Document
•••••
In general we choose a larger value to stay away from the point of divergence.
Once we have chosen a reasonable
cutoff, consistent with the sum of the first few terms
in the perturbative expansion,
we can study the size of the NLL terms with respect to the LL terms
(the order-by-order expansion does not require a cutoff).

We use the two-loop running coupling constant,
%(3.5)
\begin{eqnarray}
 && \alpha_s(\xi) = \frac{1}{a \ln \xi}
+ \frac{b}{a} \frac{\ln(\ln \xi)}{\ln^2(\xi)} \,, \nonumber \\
 && a = \frac{11C_A - 4T_f n_{\rm f}}{12\pi} \,,  \nonumber \\
&& b = -6 \frac{17 C_A^2 - (6C_F + 10C_A)T_fn_{\rm f}}
{(11 C_A - 4 T_f n_{\rm f})^2}\,,
\end{eqnarray}
with $C_A = 3$, $C_F = 4/3$ and $T_f = 1/2$. It is obvious that when 
$\xi < 1$, $\ln\xi$ 
is negative so that $\ln(\ln\xi)$ has a cut and needs a precise definition. We 
use the cutoff on the $\omega'$ variable to stop the integration before
that point.  The exact cutoff depends on the quark mass, the scale 
and $\Lambda_{n_{\rm f}}$, the QCD scale parameter for $n_{\rm f}$ light quark
flavors, in the parton densities.
•••••
Extracted material
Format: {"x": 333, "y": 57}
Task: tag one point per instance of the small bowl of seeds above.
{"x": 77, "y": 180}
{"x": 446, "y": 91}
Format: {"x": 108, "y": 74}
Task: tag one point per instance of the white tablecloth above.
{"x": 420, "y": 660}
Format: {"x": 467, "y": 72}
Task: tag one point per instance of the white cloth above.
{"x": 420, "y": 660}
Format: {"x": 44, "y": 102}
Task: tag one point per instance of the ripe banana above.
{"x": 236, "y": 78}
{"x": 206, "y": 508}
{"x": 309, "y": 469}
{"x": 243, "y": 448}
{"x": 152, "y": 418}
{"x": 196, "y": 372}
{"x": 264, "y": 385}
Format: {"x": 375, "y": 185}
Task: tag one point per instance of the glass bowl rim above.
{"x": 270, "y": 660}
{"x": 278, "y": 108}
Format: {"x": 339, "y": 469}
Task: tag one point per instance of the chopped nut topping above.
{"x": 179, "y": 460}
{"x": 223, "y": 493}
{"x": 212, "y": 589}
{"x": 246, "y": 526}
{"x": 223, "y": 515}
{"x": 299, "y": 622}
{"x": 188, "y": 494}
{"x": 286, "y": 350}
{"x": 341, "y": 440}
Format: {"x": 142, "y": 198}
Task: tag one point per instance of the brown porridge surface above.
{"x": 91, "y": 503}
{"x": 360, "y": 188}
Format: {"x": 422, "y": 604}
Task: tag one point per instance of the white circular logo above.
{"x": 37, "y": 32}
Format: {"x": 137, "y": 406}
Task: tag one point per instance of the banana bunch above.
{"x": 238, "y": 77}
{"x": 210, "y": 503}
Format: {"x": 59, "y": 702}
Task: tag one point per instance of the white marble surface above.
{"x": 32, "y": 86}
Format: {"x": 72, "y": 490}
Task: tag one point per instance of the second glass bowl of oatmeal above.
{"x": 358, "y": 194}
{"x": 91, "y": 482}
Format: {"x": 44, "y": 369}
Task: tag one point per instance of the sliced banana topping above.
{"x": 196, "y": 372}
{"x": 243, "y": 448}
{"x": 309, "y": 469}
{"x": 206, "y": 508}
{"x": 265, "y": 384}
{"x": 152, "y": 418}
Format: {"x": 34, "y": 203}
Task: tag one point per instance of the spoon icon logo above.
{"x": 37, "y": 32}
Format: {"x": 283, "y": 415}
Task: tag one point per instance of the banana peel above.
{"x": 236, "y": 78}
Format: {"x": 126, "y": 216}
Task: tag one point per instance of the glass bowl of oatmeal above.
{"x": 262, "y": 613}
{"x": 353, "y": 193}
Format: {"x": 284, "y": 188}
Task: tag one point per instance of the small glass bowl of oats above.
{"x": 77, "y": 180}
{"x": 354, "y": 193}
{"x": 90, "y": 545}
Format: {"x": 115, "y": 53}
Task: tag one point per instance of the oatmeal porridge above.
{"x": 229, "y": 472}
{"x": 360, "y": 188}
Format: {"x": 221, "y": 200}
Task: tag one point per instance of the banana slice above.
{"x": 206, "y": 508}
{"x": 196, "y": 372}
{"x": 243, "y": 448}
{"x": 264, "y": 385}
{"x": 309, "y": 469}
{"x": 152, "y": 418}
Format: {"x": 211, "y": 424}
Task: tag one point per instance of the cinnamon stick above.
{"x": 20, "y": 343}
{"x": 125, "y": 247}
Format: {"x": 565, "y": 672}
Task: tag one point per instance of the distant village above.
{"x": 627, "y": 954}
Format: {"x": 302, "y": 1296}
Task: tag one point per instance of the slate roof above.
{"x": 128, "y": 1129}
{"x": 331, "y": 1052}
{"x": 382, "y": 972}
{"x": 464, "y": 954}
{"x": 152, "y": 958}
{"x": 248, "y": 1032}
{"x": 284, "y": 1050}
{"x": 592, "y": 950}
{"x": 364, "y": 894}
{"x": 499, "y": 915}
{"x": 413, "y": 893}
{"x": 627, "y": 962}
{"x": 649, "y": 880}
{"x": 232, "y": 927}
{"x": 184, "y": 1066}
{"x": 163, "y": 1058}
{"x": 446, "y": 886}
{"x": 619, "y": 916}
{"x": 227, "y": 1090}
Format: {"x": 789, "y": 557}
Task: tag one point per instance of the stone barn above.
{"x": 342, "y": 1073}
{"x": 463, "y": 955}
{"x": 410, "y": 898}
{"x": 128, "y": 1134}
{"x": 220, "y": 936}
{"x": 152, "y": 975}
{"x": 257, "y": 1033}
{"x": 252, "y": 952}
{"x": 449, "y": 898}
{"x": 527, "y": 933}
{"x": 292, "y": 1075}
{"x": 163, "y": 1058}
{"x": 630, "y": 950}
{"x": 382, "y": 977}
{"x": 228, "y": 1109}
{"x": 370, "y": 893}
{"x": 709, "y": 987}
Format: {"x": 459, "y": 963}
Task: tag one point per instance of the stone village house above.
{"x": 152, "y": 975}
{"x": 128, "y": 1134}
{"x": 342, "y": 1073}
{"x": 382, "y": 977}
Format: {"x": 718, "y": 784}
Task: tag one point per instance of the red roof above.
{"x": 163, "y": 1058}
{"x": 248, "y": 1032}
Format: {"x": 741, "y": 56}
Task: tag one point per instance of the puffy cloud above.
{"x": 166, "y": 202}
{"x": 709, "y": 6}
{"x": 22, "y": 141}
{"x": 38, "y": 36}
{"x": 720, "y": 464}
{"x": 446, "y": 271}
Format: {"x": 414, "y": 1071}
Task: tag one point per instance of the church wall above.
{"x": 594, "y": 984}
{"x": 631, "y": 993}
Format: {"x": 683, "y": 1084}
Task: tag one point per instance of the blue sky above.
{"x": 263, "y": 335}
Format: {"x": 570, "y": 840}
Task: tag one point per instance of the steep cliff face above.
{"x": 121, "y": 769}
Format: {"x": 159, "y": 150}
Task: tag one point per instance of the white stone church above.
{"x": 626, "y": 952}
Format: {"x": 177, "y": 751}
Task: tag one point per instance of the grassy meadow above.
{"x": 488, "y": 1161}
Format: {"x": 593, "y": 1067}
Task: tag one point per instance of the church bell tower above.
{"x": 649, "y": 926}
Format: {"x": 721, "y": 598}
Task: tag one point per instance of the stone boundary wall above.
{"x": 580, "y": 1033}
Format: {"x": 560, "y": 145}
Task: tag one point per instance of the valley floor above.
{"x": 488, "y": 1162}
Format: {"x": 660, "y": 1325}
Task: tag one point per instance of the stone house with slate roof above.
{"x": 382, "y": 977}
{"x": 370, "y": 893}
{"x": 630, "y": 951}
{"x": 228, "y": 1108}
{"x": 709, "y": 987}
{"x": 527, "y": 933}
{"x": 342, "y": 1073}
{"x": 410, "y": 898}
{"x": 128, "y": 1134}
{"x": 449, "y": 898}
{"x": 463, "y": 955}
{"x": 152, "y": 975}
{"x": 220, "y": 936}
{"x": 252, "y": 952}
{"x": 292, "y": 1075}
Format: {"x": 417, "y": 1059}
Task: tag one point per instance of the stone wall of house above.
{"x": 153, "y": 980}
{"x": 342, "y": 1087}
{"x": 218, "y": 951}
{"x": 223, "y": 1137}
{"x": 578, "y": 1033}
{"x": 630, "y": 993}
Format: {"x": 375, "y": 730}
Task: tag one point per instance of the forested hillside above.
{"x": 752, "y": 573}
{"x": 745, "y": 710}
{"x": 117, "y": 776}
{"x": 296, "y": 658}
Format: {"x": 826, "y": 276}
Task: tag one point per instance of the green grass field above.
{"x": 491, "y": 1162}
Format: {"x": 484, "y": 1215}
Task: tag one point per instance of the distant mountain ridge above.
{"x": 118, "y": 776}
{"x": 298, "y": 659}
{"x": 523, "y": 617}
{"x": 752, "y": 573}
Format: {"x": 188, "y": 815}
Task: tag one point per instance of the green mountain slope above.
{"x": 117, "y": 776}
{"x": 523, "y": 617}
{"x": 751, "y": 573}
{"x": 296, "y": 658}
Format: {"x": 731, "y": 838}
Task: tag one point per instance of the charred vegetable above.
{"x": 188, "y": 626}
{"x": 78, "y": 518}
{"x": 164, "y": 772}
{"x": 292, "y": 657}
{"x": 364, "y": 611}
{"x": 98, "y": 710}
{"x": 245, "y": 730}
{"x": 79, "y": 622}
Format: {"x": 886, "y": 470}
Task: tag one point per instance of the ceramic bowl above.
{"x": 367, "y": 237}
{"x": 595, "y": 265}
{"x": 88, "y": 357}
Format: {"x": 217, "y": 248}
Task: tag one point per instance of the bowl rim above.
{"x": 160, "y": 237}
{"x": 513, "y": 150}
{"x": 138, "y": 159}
•••••
What is needed
Reproduce in full, with no changes, the passage on the running-coupling cutoff. The data shown above have no role in this exercise.

Written solution
In general we choose a larger value to stay away from the point of divergence.
Once we have chosen a reasonable
cutoff, consistent with the sum of the first few terms
in the perturbative expansion,
we can study the size of the NLL terms with respect to the LL terms
(the order-by-order expansion does not require a cutoff).

We use the two-loop running coupling constant,
%(3.5)
\begin{eqnarray}
 && \alpha_s(\xi) = \frac{1}{a \ln \xi}
+ \frac{b}{a} \frac{\ln(\ln \xi)}{\ln^2(\xi)} \,, \nonumber \\
 && a = \frac{11C_A - 4T_f n_{\rm f}}{12\pi} \,,  \nonumber \\
&& b = -6 \frac{17 C_A^2 - (6C_F + 10C_A)T_fn_{\rm f}}
{(11 C_A - 4 T_f n_{\rm f})^2}\,,
\end{eqnarray}
with $C_A = 3$, $C_F = 4/3$ and $T_f = 1/2$. It is obvious that when 
$\xi < 1$, $\ln\xi$ 
is negative so that $\ln(\ln\xi)$ has a cut and needs a precise definition. We 
use the cutoff on the $\omega'$ variable to stop the integration before
that point.  The exact cutoff depends on the quark mass, the scale 
and $\Lambda_{n_{\rm f}}$, the QCD scale parameter for $n_{\rm f}$ light quark
flavors, in the parton densities.